Information shown –
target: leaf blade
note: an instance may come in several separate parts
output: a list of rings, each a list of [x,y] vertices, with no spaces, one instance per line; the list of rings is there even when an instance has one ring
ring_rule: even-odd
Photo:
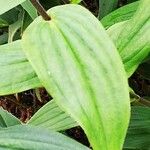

Problem requirements – Reproduce the final stretch of lines exactly: the line containing "note: an instance" through the last line of the data, both included. Pictures do not belong in the copy.

Response to the exercise –
note: an instance may come in several separate parts
output: a list of rings, each a list of [x,y] vertices, with no spaces, one instance per line; the list of rings is there even when an instance has one ring
ring_rule: even-odd
Photo:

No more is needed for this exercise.